Aim of the exercise: Identify all lines below that hold "housing" and collect them.

Information supplied:
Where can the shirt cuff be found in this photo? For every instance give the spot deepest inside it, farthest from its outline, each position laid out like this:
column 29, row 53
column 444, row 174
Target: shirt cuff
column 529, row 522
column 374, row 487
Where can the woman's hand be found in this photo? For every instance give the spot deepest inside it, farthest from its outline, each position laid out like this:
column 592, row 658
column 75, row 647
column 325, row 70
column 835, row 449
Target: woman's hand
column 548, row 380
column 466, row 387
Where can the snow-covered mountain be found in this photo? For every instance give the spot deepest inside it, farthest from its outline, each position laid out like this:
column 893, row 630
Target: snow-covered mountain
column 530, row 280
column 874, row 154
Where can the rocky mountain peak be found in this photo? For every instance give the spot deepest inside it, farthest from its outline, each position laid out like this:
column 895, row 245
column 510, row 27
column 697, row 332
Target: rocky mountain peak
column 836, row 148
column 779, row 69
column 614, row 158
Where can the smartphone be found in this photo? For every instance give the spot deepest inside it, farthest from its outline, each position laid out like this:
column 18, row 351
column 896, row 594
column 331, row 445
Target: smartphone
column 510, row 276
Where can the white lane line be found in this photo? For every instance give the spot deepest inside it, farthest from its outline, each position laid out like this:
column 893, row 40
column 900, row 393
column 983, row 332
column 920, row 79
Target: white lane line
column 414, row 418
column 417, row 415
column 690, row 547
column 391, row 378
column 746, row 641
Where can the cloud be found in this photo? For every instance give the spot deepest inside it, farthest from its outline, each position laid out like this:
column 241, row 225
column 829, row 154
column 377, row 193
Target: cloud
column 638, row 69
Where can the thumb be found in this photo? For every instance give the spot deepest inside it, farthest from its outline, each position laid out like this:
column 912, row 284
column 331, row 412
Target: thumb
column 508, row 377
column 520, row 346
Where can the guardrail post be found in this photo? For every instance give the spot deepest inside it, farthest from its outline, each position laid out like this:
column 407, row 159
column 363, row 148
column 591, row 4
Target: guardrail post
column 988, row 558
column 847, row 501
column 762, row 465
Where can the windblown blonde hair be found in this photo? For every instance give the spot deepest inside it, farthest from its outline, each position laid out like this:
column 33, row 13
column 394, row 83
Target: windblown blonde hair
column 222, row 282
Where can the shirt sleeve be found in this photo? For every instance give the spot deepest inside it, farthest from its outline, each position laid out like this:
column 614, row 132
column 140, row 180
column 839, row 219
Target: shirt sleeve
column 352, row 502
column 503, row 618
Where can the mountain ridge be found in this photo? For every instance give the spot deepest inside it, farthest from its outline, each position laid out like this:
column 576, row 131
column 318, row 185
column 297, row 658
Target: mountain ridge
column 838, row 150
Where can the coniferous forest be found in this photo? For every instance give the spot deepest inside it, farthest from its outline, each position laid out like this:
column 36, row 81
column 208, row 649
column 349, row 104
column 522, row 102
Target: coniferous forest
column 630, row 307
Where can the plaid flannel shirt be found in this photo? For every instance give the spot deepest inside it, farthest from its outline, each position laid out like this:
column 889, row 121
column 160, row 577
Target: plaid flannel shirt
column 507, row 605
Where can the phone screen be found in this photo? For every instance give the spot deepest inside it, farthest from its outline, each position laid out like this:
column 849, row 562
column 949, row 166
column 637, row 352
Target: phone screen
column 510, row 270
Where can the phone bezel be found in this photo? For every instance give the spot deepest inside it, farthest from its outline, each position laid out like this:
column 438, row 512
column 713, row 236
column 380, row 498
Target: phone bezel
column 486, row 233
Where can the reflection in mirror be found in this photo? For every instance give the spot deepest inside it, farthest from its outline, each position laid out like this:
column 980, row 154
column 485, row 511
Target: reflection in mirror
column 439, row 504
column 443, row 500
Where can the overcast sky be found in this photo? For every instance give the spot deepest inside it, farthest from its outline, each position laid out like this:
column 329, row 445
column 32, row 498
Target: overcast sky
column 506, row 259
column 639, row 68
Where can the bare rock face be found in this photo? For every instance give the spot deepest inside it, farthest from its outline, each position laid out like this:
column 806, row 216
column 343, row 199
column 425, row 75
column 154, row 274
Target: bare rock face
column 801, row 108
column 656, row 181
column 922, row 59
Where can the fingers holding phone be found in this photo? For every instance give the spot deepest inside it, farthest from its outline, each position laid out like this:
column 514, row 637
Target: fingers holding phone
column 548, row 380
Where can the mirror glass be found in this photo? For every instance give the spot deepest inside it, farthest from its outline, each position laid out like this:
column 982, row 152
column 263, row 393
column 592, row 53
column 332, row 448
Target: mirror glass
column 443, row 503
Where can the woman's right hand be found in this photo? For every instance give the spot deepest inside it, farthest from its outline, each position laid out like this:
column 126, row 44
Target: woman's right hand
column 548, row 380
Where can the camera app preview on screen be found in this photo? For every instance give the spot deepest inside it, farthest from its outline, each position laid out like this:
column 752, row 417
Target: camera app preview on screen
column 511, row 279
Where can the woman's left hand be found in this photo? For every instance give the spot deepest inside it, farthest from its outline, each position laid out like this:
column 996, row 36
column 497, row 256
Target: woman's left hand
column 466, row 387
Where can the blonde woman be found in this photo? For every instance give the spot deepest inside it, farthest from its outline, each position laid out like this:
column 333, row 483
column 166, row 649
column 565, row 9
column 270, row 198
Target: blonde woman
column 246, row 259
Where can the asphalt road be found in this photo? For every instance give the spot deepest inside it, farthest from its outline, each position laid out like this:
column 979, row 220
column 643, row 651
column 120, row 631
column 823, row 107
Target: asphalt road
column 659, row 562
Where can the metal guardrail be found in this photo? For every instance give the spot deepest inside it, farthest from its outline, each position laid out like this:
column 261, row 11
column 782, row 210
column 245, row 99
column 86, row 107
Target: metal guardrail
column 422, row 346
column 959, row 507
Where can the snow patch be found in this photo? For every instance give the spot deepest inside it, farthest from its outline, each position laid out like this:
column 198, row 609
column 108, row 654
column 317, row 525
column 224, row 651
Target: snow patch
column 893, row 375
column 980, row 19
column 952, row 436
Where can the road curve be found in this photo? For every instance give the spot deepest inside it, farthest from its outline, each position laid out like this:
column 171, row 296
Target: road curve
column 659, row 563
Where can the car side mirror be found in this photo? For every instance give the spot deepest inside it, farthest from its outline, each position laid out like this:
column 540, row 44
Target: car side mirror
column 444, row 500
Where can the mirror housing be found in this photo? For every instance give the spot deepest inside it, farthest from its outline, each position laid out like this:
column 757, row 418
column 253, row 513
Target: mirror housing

Answer to this exercise:
Where can the mirror housing be found in this photo? For every instance give the spot deepest inside it, farthest from its outline, each position laid out like this:
Target: mirror housing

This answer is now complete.